### Given data
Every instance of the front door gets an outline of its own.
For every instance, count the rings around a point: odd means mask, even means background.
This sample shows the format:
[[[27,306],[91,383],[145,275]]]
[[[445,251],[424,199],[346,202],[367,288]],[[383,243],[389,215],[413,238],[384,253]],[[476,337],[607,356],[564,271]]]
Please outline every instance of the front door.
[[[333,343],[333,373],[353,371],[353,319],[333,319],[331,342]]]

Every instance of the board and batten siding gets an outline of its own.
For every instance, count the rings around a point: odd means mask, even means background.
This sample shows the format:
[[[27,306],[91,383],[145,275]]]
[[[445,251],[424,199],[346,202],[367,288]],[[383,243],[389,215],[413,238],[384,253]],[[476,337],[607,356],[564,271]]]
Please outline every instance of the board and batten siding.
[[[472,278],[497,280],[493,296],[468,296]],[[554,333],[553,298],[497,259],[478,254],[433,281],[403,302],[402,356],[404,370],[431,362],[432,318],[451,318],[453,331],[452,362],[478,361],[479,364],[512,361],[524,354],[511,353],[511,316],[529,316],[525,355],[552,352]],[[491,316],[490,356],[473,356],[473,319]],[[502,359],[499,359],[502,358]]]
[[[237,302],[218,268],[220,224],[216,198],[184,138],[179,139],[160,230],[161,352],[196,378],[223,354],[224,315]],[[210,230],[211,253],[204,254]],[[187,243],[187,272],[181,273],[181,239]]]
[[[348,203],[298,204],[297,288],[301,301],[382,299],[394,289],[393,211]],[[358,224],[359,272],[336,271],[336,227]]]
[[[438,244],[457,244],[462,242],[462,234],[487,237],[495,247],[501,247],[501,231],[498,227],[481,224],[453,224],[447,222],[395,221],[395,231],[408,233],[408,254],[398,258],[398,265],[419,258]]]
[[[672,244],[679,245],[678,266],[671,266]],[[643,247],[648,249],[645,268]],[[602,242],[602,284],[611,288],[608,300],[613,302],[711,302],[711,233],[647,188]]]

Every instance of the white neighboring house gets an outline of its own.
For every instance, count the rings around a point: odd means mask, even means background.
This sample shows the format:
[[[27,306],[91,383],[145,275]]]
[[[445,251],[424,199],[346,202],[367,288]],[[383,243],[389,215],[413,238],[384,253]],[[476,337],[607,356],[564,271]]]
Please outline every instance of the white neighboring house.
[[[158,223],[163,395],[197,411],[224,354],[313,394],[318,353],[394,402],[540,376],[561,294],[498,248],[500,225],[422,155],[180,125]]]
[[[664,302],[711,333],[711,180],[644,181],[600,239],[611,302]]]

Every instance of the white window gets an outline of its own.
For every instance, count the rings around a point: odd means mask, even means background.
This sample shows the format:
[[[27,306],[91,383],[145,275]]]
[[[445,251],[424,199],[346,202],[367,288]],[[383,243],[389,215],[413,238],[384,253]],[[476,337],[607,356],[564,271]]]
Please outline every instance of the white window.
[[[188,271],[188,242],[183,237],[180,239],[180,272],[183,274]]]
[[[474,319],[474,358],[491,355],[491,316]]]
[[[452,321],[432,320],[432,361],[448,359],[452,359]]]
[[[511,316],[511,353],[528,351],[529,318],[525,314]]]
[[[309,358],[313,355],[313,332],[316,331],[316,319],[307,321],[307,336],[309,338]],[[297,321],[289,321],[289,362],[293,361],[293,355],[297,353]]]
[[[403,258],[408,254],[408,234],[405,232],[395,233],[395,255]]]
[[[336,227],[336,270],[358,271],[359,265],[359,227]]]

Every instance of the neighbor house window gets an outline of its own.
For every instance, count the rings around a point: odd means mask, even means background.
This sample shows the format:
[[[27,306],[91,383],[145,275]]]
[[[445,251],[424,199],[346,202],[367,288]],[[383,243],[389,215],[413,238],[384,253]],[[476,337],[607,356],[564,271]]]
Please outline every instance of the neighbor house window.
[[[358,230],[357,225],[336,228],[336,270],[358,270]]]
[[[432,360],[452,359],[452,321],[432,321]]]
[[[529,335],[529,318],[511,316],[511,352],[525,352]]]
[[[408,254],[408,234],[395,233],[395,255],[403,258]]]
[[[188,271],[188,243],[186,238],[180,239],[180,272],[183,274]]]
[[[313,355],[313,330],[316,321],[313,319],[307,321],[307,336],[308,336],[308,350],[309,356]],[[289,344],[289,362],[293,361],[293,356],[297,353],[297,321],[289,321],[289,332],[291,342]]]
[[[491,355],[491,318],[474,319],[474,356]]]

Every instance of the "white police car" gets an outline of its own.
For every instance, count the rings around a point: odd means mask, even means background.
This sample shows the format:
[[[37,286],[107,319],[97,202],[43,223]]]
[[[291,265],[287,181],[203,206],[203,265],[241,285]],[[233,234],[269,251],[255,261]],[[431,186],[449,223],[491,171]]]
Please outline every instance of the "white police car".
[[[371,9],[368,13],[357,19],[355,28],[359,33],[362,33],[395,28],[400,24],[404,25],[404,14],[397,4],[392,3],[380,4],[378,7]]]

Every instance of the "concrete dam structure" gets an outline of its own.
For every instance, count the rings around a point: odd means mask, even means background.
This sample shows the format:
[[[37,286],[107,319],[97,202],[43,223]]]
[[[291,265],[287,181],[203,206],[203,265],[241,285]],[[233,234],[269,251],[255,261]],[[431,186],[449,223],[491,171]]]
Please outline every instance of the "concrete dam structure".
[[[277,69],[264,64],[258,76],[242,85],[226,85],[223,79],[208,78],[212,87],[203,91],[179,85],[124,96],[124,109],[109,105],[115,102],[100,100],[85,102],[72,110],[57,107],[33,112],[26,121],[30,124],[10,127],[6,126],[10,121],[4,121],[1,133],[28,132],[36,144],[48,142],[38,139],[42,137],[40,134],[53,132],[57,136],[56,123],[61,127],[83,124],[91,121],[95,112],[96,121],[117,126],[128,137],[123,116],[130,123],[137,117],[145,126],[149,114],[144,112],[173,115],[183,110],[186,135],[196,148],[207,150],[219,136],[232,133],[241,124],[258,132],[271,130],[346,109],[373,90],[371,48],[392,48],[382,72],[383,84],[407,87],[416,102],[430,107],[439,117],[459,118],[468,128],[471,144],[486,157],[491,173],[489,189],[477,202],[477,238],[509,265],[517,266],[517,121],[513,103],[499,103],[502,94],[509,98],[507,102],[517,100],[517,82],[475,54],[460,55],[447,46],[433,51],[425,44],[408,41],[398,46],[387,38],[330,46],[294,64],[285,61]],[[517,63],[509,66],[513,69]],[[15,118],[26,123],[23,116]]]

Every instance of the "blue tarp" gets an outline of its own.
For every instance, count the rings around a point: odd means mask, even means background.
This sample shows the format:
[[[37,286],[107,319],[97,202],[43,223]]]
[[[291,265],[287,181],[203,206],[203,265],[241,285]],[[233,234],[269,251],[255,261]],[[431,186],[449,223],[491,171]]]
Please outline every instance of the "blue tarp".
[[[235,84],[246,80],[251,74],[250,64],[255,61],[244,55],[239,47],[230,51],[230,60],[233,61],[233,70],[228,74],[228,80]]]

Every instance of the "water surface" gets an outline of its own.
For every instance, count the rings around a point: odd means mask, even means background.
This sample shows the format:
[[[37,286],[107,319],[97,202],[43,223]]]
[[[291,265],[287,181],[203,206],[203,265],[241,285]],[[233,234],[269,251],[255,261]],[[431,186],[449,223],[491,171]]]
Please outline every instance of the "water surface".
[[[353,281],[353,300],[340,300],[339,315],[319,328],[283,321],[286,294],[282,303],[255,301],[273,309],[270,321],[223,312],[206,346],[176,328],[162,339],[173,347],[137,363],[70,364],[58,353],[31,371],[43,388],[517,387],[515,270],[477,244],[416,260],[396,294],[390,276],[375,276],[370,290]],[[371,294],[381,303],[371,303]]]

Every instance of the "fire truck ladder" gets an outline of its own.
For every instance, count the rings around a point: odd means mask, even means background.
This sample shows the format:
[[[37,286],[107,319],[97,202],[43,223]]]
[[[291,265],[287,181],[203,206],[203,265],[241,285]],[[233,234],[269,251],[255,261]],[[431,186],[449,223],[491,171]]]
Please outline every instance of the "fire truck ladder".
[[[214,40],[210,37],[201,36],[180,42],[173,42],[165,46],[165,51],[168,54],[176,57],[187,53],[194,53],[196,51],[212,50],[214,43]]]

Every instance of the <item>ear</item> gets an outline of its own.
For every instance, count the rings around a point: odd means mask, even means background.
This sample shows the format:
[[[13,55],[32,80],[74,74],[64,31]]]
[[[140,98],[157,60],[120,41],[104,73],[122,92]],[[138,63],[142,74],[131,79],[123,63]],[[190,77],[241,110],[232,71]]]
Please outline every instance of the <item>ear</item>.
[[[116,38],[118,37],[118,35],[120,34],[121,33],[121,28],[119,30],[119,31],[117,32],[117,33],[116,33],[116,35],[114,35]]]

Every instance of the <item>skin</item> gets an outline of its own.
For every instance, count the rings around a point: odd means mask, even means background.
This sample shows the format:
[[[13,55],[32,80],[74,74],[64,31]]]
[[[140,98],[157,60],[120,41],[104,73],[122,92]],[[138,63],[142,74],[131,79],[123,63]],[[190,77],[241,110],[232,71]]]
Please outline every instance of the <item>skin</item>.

### Task to carry out
Reproduce only the lines running from the one that contains "Every instance of the <item>skin</item> gets" to the last line of the records.

### Task result
Every instance of the <item>skin</item> gets an outline of its own.
For every instance, count the rings around a point: odd means mask, even means background.
This sample shows the format:
[[[13,55],[32,80],[74,74],[64,31]]]
[[[140,98],[157,60],[120,41],[104,73],[122,92]],[[138,63],[142,74],[131,79],[123,63]],[[190,77],[241,110],[232,71]]]
Please outline every instance of the <item>skin</item>.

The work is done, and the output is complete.